Text for analysis ::
Attention
How Cannabis Can Alter Brain Development in Adolescents
A new study examines brain MRIs of adolescents exposed to cannabis.
Posted July 7, 2021 Reviewed by Vanessa Lancaster
Key points
- Researchers followed 799 adolescents for 5 years and studied their brain MRIs at a mean age of 14 and agsin at a mean age of 19.
- After 5 years of using cannabis, adolescents' brain structure was altered; the more cannabis they used, the more change there was.
- Researchers also found that adolescents had more attentional impulsiveness after 5 years of cannabis use.
Does the use of cannabis early in life influence adolescents’ brain maturation, and if it does, is cannabis beneficial or detrimental for adolescents’ brain development?
A new study published in JAMA Psychiatry (Journal of American Medical Association June 16, 2021) answers those questions and shows that cannabis use does change adolescents’ brains over five years.
Matthew Albaugh of the University of Vermont College of Medicine and colleagues from 8 different European sites studied the brains of 799 adolescents (450 females and 349 males) over five years, from a mean age of 14 to a mean age of 19.

Directions for this task ::
In the article on cannabis and adolescent brain development, how many of the 799 adolescents studied were female?

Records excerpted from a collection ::

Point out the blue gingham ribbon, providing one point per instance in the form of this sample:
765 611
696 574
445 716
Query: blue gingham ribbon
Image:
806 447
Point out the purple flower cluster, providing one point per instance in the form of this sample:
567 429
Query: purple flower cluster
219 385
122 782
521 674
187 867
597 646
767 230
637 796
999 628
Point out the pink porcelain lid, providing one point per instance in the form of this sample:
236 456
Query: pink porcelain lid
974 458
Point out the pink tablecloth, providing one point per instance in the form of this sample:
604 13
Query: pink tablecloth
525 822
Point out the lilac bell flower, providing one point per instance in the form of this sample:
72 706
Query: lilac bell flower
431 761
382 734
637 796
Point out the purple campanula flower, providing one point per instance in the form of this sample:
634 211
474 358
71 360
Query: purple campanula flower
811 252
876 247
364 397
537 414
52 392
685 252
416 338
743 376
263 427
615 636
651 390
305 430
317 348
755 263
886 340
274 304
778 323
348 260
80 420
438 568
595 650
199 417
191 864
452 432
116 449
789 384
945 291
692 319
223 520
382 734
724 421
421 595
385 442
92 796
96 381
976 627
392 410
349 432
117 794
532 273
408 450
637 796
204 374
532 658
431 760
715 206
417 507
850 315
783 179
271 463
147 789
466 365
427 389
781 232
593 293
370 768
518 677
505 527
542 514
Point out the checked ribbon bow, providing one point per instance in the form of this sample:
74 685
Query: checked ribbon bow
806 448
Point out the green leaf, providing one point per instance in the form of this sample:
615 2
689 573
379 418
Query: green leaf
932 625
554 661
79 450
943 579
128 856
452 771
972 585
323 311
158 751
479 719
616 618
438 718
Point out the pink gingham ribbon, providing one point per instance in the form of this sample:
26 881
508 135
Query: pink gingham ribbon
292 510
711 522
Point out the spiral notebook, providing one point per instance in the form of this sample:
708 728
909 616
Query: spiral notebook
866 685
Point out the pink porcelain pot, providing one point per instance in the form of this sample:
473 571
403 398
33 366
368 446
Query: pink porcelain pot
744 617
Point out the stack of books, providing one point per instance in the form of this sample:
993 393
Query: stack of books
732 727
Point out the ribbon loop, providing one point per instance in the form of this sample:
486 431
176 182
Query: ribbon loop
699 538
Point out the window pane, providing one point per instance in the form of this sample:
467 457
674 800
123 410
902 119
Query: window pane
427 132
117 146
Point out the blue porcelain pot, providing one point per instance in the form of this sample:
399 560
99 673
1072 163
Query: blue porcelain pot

Exercise answer ::
450